__OBJECTIVE A__. Copy the stretch of the folder-scanning code below from "from status_fields_config import" through "calib_files.append(file_name)", character for character.

__PAGE EXCERPT__.
-- start --

In [22]:
# Now, from above, integrating partial scanning again!

import sys
import os
import concurrent.futures
sys.path.append(os.path.abspath('../..'))
import pandas as pd
import pyarrow as pa
import pyarrow.parquet as pq
from utlis.sync_utlis.sync_df_utlis import find_calib_file
from utlis.scan_engine_utlis.scan_engine_utlis import (
    read_failed_paths,
    match_date_pattern,
    assign_status_codes
)
from status_fields_config import STATUS_FIELDS_CONFIG


# Function to scan an individual folder (for parallel processing)
def scan_folder(folder_name, base_folder, failed_paths, config):
    folder_path = os.path.join(base_folder, folder_name)
    rec_files_data = []  # To store rec files and their status
    calib_files = []  # To store calibration files

    # Check for calibration files starting with 'calib'
    for file_name in os.listdir(folder_path):
        if file_name.startswith("calib"):
            calib_files.append(file_name)

-- end --

__OBJECTIVE B__. List every line in the entries below that contains the string "building".

__DATA TO PROCESS__.
-- start --

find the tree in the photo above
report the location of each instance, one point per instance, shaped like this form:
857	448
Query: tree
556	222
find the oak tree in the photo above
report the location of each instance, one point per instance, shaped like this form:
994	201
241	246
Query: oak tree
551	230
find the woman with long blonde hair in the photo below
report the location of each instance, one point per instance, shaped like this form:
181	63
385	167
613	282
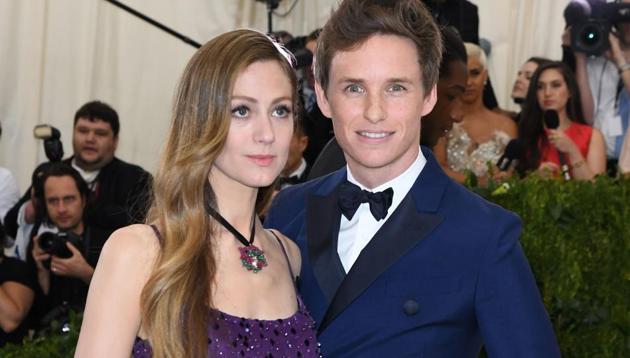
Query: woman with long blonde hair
205	278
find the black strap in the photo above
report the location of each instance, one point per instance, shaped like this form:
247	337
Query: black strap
286	256
157	232
237	235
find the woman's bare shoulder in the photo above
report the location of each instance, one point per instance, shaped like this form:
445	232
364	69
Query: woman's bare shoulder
293	251
134	242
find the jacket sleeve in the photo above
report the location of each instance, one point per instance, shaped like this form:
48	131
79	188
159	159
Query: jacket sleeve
509	309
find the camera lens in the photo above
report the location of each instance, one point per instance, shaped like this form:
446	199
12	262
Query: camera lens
591	36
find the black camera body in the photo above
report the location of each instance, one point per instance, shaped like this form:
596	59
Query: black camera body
592	22
52	141
55	243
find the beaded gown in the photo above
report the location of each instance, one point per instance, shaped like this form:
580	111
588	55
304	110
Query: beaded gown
464	154
231	336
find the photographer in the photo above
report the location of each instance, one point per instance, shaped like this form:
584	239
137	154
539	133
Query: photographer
65	261
119	191
17	290
603	78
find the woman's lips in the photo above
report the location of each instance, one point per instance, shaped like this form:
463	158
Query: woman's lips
262	160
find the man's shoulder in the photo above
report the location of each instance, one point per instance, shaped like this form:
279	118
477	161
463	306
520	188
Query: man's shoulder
322	186
120	165
291	201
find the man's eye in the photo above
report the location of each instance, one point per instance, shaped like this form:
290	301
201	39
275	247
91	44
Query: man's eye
354	89
397	88
240	111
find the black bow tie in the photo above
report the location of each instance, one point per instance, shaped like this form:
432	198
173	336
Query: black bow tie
351	196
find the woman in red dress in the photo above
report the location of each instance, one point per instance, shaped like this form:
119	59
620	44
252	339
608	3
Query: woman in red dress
574	143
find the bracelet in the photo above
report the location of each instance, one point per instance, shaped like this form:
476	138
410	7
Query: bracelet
624	67
579	163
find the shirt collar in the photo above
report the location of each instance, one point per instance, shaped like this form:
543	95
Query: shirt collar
401	184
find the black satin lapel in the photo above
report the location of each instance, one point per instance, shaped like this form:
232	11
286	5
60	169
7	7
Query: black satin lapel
322	228
402	231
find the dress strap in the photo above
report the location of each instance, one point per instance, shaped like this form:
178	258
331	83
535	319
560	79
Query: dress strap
157	232
286	256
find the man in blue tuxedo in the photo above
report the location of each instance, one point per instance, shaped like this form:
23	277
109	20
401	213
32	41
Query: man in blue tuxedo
397	259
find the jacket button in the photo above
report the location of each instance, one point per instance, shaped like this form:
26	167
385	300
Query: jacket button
410	307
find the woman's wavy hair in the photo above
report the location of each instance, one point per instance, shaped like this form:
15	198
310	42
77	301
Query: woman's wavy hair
531	130
175	302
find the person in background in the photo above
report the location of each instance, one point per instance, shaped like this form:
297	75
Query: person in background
118	190
450	88
17	291
478	142
521	84
296	169
576	143
604	82
65	261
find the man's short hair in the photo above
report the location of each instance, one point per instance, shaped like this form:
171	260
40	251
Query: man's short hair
97	110
357	20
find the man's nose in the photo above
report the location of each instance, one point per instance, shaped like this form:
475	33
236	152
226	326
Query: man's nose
374	111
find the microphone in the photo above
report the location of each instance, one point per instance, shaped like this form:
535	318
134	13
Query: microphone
513	151
552	122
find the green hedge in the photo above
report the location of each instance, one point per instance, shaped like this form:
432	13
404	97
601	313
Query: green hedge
577	238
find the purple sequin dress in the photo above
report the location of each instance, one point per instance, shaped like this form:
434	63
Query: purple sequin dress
230	336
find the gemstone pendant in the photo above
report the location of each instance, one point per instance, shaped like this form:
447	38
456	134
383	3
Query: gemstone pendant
252	258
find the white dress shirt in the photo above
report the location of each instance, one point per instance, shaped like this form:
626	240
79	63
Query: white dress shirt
355	234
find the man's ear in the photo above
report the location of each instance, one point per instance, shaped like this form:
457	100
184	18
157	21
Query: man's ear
429	101
322	100
303	141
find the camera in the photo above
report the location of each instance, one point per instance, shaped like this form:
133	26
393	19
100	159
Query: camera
592	21
52	143
55	243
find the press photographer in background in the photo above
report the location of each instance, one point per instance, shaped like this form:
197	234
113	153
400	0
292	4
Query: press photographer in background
597	45
118	190
65	260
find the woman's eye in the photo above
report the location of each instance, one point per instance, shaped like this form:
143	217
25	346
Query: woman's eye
240	111
397	88
282	112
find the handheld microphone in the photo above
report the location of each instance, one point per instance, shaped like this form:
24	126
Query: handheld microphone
513	151
552	122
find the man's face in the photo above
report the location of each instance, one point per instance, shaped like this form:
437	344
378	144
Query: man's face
376	98
94	143
64	203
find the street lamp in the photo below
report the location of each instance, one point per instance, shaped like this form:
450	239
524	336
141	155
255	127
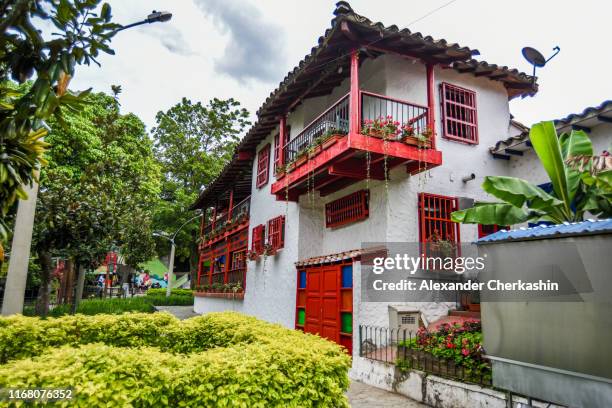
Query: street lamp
171	238
154	17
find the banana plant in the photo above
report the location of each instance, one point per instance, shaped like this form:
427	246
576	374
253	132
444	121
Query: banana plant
575	191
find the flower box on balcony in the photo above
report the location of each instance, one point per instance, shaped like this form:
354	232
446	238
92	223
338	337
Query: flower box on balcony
221	295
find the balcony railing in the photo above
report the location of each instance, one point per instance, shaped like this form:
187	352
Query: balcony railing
334	120
241	209
374	106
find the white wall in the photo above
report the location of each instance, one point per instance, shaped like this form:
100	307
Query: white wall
271	294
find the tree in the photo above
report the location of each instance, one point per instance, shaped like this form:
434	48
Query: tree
192	142
99	189
576	190
79	33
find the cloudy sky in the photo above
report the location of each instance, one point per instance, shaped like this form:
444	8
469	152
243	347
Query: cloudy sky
244	48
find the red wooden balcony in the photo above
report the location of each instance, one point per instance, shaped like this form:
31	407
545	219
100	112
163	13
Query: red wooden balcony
328	156
220	226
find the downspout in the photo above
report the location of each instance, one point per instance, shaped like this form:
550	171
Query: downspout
354	111
431	103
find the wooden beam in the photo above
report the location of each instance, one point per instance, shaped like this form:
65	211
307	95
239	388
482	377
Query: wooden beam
583	128
513	152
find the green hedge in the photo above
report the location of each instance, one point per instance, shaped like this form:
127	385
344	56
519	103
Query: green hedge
106	306
221	359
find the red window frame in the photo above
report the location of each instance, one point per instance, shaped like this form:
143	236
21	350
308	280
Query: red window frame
459	113
276	232
435	217
277	149
257	241
350	208
484	230
263	166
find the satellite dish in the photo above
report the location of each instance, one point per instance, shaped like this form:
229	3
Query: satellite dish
534	57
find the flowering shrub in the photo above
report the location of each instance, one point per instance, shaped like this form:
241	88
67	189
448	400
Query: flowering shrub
384	127
461	344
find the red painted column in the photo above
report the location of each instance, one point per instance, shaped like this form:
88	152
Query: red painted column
354	111
282	139
231	205
431	103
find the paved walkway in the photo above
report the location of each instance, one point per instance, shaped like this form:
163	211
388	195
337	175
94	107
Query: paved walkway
181	312
365	396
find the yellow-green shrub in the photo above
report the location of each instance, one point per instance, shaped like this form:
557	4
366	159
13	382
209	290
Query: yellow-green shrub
221	359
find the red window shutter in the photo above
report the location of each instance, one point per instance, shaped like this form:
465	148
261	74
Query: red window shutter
484	230
277	149
258	238
350	208
276	232
435	222
263	164
459	116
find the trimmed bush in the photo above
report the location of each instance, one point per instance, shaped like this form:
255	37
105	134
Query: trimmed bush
107	306
245	362
178	297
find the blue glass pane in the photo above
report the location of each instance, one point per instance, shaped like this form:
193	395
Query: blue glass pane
347	276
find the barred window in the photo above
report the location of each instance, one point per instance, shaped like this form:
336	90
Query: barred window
258	239
276	232
350	208
459	118
263	165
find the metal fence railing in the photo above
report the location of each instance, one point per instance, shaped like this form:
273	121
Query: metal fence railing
396	346
334	120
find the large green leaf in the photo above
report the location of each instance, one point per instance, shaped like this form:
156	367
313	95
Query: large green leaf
492	213
519	192
573	144
545	142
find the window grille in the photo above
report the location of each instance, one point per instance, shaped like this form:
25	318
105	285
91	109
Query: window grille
348	209
276	232
263	164
459	117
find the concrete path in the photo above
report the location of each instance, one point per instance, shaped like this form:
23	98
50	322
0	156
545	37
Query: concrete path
181	312
365	396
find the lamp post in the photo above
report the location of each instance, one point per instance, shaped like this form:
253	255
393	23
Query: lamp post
16	278
171	238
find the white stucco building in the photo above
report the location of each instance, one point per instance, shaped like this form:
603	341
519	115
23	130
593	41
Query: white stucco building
292	238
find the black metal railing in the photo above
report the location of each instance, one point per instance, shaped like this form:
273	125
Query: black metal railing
374	106
334	120
397	346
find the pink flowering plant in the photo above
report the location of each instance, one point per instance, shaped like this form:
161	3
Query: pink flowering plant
384	127
459	343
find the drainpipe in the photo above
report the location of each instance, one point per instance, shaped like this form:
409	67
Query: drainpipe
354	113
431	103
282	139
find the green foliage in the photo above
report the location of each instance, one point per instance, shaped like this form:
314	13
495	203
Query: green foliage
106	306
178	297
79	33
193	142
222	359
575	190
461	344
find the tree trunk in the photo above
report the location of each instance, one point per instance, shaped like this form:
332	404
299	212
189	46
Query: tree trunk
79	290
46	269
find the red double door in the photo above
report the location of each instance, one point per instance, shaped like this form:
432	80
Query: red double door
322	302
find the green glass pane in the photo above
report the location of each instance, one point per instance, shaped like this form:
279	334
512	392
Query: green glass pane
347	322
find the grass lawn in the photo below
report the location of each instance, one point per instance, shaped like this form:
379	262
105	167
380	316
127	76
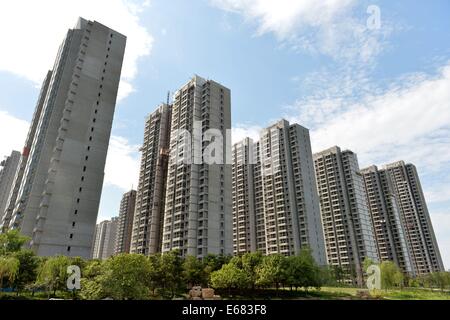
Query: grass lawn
405	294
325	293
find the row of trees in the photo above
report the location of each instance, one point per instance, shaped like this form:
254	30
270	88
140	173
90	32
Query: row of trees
252	270
392	277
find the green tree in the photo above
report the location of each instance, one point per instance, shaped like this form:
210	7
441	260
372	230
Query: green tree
11	241
230	276
213	263
271	271
53	273
367	263
91	287
28	266
391	276
194	272
171	269
250	265
302	270
9	268
124	277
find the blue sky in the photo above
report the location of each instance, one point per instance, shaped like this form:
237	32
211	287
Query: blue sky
383	93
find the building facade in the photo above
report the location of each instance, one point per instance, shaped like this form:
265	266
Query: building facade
424	249
198	205
389	225
347	225
7	174
150	199
275	202
244	198
105	239
125	222
59	194
18	178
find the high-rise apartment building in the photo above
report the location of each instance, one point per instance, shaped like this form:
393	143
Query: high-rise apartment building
290	201
244	198
419	230
125	222
275	202
150	199
389	225
198	205
105	239
12	197
59	194
7	175
347	225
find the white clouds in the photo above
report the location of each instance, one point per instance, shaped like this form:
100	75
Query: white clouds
283	16
241	131
13	133
410	122
33	31
122	164
441	225
327	27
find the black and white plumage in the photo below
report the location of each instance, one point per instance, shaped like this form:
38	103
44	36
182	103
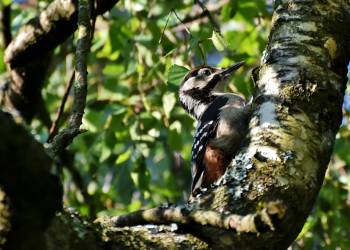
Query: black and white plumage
222	121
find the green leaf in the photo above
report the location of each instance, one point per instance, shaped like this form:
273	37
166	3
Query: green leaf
6	2
123	157
169	101
218	41
176	74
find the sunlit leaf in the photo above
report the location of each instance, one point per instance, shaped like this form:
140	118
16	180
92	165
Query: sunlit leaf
176	74
123	157
218	41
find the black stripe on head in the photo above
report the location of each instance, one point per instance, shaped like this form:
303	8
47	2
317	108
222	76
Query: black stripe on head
194	72
201	95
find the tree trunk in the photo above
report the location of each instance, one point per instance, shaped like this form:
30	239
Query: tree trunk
267	193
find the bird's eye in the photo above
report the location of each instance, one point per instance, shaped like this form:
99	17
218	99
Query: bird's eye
205	72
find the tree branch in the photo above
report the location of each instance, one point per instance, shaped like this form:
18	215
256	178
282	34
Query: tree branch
26	60
65	137
54	126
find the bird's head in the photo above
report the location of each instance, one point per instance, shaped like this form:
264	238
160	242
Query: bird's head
199	85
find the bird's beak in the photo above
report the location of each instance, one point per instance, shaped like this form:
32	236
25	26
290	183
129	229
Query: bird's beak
230	69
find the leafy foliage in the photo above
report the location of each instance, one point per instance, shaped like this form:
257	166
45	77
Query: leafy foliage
130	156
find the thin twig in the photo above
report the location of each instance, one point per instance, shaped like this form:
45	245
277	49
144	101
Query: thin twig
54	126
6	24
212	8
250	223
65	137
166	24
178	18
207	13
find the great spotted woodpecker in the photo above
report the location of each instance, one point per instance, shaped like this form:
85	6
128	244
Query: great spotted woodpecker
222	121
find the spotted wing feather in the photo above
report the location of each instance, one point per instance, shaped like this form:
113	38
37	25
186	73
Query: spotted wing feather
205	131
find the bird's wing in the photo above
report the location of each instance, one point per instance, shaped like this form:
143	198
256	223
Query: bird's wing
206	130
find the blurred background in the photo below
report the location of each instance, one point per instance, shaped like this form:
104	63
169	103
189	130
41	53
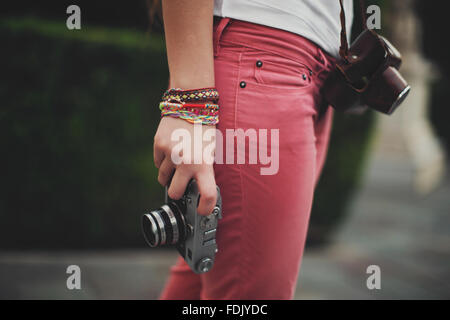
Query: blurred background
77	118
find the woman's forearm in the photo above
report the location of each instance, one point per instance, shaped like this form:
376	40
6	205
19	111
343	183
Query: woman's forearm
188	32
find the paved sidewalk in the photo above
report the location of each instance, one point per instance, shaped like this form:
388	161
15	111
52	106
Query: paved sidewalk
406	235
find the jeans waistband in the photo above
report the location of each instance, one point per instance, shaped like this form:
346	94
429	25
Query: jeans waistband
278	41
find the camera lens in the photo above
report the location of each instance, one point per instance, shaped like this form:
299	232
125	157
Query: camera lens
164	226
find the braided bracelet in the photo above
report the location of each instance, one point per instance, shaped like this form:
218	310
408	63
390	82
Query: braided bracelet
188	105
192	115
180	95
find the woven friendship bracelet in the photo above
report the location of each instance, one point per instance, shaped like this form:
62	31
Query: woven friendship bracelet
194	115
188	105
180	95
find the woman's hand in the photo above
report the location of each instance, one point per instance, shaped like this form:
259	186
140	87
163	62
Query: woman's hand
188	33
187	169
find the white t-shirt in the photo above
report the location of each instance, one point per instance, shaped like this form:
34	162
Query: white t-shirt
316	20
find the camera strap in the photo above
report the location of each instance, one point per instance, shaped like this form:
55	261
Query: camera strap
343	50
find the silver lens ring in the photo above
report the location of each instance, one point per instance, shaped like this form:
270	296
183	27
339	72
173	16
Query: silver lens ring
161	226
173	222
154	231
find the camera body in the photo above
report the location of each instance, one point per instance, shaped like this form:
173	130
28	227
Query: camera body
367	76
178	223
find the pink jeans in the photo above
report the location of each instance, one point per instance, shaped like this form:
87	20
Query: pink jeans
267	79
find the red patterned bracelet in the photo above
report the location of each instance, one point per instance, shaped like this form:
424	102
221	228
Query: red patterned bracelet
202	94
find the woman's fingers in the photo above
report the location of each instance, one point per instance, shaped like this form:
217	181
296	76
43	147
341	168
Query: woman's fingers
208	193
158	154
179	183
165	171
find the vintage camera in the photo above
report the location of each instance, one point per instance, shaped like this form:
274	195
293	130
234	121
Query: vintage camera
368	76
178	223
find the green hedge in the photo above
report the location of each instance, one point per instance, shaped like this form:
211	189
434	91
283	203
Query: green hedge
77	120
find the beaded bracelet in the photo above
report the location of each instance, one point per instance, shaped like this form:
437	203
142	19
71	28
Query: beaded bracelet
188	105
177	94
176	103
192	115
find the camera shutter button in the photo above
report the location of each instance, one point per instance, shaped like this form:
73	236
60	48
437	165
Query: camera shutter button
204	265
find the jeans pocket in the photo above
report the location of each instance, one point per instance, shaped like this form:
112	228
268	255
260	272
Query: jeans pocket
277	72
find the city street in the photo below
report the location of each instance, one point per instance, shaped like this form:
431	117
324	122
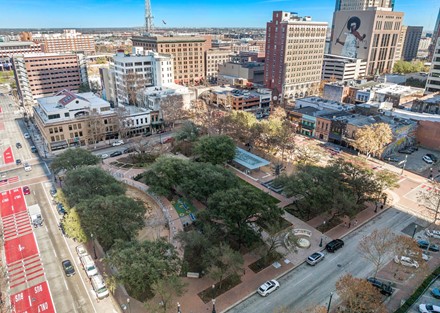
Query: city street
34	255
308	286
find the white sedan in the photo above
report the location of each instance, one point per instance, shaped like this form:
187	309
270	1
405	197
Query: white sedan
432	233
268	287
406	261
429	308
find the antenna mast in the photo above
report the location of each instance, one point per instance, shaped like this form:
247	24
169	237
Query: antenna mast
148	17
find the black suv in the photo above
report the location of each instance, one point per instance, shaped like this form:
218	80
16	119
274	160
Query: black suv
384	289
334	245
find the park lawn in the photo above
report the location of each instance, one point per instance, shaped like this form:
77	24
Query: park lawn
266	195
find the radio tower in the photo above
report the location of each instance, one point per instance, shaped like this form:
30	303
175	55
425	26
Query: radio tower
148	17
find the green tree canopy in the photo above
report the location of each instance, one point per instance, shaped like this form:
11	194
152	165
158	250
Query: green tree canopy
72	159
142	264
238	208
215	149
88	182
111	217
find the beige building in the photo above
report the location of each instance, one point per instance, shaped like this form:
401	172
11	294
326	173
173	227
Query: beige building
372	35
69	41
359	5
68	119
215	58
39	75
294	54
188	54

-- end --

__REPLY A__.
from status_fields_config import STATUS_FIELDS_CONFIG


# Function to scan an individual folder (for parallel processing)
def scan_folder(folder_name, base_folder, failed_paths, config):
    folder_path = os.path.join(base_folder, folder_name)
    rec_files_data = []  # To store rec files and their status
    calib_files = []  # To store calibration files

    # Check for calibration files starting with 'calib'
    for file_name in os.listdir(folder_path):
        if file_name.startswith("calib"):
            calib_files.append(file_name)

__REPLY B__.
find the white stucco building in the photo above
Query: white stucco building
find the building facade in the photo above
Query: building facade
find the high-rise apartment building in the photo above
Query: high-rise apartment building
find the beige building in the photo above
Query: beige building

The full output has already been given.